▶ [Requirement]: Write each line out exactly, leaving none out.

========================================

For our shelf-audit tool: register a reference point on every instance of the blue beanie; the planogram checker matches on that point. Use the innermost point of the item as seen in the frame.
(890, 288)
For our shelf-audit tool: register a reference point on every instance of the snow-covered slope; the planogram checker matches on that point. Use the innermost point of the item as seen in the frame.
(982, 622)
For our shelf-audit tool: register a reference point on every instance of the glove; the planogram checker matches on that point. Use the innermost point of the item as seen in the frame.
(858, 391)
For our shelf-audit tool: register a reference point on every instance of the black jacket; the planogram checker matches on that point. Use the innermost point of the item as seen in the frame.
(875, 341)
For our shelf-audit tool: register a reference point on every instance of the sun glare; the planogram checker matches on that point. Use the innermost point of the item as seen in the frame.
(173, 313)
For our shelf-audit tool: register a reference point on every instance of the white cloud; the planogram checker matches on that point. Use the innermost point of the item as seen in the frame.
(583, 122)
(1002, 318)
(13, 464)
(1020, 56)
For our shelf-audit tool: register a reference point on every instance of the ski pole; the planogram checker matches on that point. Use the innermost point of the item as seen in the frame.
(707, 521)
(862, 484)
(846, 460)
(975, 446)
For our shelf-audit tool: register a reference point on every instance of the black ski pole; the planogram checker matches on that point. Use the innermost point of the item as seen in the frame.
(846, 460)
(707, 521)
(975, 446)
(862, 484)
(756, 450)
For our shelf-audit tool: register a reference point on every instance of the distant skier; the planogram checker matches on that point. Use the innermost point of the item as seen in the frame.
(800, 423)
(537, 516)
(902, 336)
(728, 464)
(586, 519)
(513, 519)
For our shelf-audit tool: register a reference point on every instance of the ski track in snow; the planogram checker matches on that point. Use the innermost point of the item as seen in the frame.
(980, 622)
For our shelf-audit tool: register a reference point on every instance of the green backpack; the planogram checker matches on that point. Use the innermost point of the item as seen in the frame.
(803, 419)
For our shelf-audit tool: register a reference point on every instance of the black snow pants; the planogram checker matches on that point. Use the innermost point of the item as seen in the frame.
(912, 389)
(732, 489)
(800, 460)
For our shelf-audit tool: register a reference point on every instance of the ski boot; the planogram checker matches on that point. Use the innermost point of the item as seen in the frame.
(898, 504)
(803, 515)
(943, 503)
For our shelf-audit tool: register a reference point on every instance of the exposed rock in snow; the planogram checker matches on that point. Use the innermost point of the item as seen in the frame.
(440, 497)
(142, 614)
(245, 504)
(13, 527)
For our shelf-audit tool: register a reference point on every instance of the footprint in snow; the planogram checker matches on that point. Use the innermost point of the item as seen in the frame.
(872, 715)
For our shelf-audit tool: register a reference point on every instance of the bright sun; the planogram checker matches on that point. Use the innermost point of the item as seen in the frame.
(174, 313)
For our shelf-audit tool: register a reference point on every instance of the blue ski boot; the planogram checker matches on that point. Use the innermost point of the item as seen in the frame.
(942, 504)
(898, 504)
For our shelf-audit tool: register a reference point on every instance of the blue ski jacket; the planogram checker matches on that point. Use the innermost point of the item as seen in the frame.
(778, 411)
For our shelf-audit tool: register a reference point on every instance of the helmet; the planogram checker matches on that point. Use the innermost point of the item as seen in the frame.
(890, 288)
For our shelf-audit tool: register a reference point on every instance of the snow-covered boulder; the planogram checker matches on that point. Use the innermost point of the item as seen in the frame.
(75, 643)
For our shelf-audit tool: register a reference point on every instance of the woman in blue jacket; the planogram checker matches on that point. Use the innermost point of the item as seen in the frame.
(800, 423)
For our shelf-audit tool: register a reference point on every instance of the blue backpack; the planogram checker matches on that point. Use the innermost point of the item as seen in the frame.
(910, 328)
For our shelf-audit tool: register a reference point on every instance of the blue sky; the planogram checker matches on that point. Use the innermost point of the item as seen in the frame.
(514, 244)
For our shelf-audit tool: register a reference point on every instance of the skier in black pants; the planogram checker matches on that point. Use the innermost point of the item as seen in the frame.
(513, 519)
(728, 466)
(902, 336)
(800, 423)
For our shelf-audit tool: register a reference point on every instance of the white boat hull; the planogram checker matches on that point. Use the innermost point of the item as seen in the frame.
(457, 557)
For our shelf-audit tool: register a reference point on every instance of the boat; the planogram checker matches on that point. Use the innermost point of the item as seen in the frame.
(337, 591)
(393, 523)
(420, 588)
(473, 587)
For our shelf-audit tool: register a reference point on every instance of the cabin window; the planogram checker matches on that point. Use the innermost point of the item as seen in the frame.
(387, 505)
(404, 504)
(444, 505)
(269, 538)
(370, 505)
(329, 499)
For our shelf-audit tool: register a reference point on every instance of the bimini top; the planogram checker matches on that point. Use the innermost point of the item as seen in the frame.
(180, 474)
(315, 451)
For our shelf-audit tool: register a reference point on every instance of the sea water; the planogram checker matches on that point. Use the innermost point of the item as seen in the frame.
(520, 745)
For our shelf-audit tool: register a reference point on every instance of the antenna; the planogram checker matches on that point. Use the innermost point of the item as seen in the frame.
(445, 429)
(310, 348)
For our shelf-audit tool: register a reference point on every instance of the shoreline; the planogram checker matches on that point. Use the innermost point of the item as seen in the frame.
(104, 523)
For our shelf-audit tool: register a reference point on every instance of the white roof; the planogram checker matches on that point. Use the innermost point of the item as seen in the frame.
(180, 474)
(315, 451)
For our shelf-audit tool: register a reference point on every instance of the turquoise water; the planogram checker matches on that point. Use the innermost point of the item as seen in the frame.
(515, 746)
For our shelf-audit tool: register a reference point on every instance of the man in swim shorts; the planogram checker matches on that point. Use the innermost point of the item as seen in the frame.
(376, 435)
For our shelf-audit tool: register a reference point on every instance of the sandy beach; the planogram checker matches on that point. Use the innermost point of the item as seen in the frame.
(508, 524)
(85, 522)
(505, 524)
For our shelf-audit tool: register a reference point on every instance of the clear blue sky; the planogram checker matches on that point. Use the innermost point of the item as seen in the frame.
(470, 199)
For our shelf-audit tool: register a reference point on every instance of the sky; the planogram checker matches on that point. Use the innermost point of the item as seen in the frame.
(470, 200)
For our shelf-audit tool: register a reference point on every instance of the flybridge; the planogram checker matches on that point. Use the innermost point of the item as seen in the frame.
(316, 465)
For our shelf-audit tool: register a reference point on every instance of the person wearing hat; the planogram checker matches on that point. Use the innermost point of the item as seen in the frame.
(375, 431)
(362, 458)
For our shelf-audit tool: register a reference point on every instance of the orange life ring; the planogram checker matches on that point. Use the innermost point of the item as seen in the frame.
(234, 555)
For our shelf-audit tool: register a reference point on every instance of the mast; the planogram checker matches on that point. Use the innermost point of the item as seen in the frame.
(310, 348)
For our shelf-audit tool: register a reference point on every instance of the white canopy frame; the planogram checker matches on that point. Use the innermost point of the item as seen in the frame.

========================================

▶ [Response for this exercise]:
For our shelf-audit tool: register a reference point on every instance of the blue beanie; the planogram checker matches on that point. Use the innermost point of the item as seen in the frame.
(890, 288)
For our shelf-audit tool: register a reference point on every instance of the snow-covered slope; the planogram checker matches on that point. Use the innermost point of the item as seen in the frame.
(982, 622)
For our shelf-audit tool: register a reference point on every instance of the glove; the planogram checker matches on that point. Use the innermost point of the item as seen in the frame.
(858, 391)
For our shelf-audit tool: register a reference point on every instance of the black jacket; the planogram checker matches on that point. Use the innermost point of the item as seen in the frame.
(875, 341)
For our shelf-audit tool: register a reference point on every instance of the sun glare; the planogram checker matches on that point. Use the innermost point of the item as seen in the frame.
(173, 313)
For our shelf-audit tool: register a reference point on every instance of the white cloud; the planogram checker matches on that point. Use the innermost point of the item as seen in the frame.
(583, 122)
(1002, 318)
(13, 464)
(1020, 56)
For our shelf-audit tool: register a reference point on every instance of the ski pole; the planogram checker matches on that point. Use the innermost point of the item as seen in the frame.
(707, 521)
(862, 484)
(846, 460)
(975, 446)
For our shelf-audit tool: register a reference point on every instance of the black ski pole; the planogram checker matches on that point. Use the innermost point of the item as seen in the frame.
(846, 460)
(707, 521)
(975, 446)
(862, 484)
(756, 450)
For our shelf-audit tool: register a reference point on every instance of the distant skier; the planogram checker matches on that point. Use the innermost point of the item as seen in the frame.
(800, 423)
(537, 516)
(902, 336)
(728, 464)
(586, 519)
(513, 519)
For our shelf-audit tool: register a reference point on every instance of the ski track in snow; the planogram checker matches on that point. Use the innermost point of the item as seen in the frame.
(980, 622)
For our shelf-audit tool: register a reference point on every instance of the green backpack; the planogram checker matches on that point. Use the innermost point of the item as seen in the frame.
(803, 419)
For our shelf-audit tool: register a reference point on every instance of the black snow pants; the planogram checker matches on that point. Use the innermost point of the item as seen in the frame.
(912, 389)
(732, 489)
(800, 460)
For our shelf-audit tool: register a reference point on every instance of the ski boot; the planogram checker matches on that point. Use the innermost point of the item as seen in the frame.
(898, 504)
(803, 515)
(943, 503)
For our shelf-audit tool: register a reference point on every instance of the exposed rock in snow; the planogram checker matches on that point. Use the innermost point of the item as seen in the frame.
(440, 497)
(142, 614)
(245, 504)
(13, 527)
For our shelf-audit tool: register a reference point on every instance of the footprint in snow; the planogram checker matches on that point. Use the innermost point of the item as seen in the frame.
(872, 715)
For our shelf-audit tool: register a reference point on every instance of the bright sun; the planogram checker matches on that point. Use the innermost point of the item as seen in the frame.
(174, 313)
For our shelf-audit tool: register a reference point on every instance of the blue ski boot; the planogram checker matches on that point. Use the innermost point of the item as seen in the frame.
(942, 504)
(898, 504)
For our shelf-audit tool: register a reference point on every instance of the blue ski jacket; the planogram checker matches on that point. Use the innermost point of the item as seen in the frame.
(778, 411)
For our shelf-audit tool: register a reference point on every instance of the helmet; the planogram checker matches on that point. Use the innermost point of the item as seen in the frame.
(890, 288)
For our shelf-audit tool: register a reference point on every instance of the snow-covered boulder; the planogram checker matches on that point. Use the innermost point of the item as seen in the frame.
(75, 643)
For our shelf-audit tool: register a reference point on every instance of the woman in blue jacket; the planogram checker matches on that point. Use the innermost point of the item as seen in the frame.
(800, 423)
For our shelf-audit tool: register a reference point on every instance of the blue backpack; the planogram checker matches on that point. Use the innermost point of the item as seen in the frame.
(910, 328)
For our shelf-audit tool: register a reference point on every instance of the blue sky; the planogram checker matches on that point. Use the innermost point of the item as seen in the frame.
(514, 244)
For our shelf-audit tool: register a reference point on every instance of the skier in black pants; the planogram checker matches on that point. Use the innermost point of the item as seen in the frame.
(513, 519)
(728, 466)
(902, 336)
(800, 423)
For our shelf-audit tool: register a reference point on every instance of the white boat hull; the planogram checker matches on that point. Use the innermost point of the item as seen in the frame.
(457, 557)
For our shelf-audit tool: register a reference point on every instance of the boat; the planogram checker matches on that point. Use the innermost point of the item as seen in the frame.
(337, 591)
(393, 523)
(420, 588)
(473, 587)
For our shelf-audit tool: register a reference point on every instance of the cabin window; the planogram checker matches on that point. Use the innermost point of the item as seen in the frame.
(387, 505)
(404, 504)
(444, 505)
(269, 538)
(370, 505)
(329, 499)
For our shelf-audit tool: register a reference point on every instance of the bimini top; the planogram checker matches on that point. Use the innermost point of the item as seen in the frame.
(180, 474)
(315, 451)
For our shelf-audit tool: register a reference point on every instance of the sea water; the planogram checker matches on that point. Use the innermost point of the item as seen in the frame.
(520, 745)
For our shelf-audit tool: register a reference point on every instance of the antenna; the planogram checker matches on that point. Use the innermost point of the item as seen in the frame.
(445, 429)
(310, 348)
For our shelf-audit tool: register a reference point on every instance of the shoreline; the planogram checker matches on that point. Use the innermost point of the item as seen in the frame.
(104, 523)
For our shelf-audit tool: register a reference point on every instance of the white roof; the planogram checker matches on that point. Use the innermost point of the item as seen in the frame.
(180, 474)
(315, 451)
For our shelf-audit tool: register a reference point on every instance of the turquoise water; the planogram checker matches on that point. Use the innermost point of the item as seen in the frame.
(515, 746)
For our shelf-audit tool: register a reference point on every instance of the man in swim shorts; the planogram checker matches on that point. Use the innermost point of the item as seen in the frame.
(376, 435)
For our shelf-audit tool: register a reference point on every instance of the sandy beach; the planogram checker matches on that point. Use the innermost point of the item as seen in the frame.
(508, 524)
(85, 522)
(505, 524)
For our shelf-audit tool: register a reference point on every instance of the clear blue sky; the planogram checker matches on that point. Use the innermost point of the item as seen in the frame.
(470, 199)
For our shelf-audit tool: register a reference point on every instance of the sky; the planogram checker matches on that point. Use the innermost point of the item as seen in the frame.
(470, 200)
For our shelf-audit tool: register a reference point on every instance of the flybridge; the planogram checker matches on that point. Use the innermost point of the item as seen in the frame.
(316, 465)
For our shelf-audit tool: register a reference point on every instance of the person wearing hat; the planogram checker matches on that point. Use the innermost point of the item as seen in the frame.
(375, 431)
(362, 458)
For our shelf-audit tool: register a reference point on every instance of the orange life ring; the planogram checker matches on that point. Use the innermost point of the item as seen in the frame.
(234, 555)
For our shelf-audit tool: register a reference point on every instance of the mast; the planogram checker matches on that point. Use the innermost point of the item as seen in the frame.
(310, 348)
For our shelf-audit tool: register a reference point on every instance of the white canopy frame; the planogram checker matches on that point. Use the innermost point of the item as seen in the frame.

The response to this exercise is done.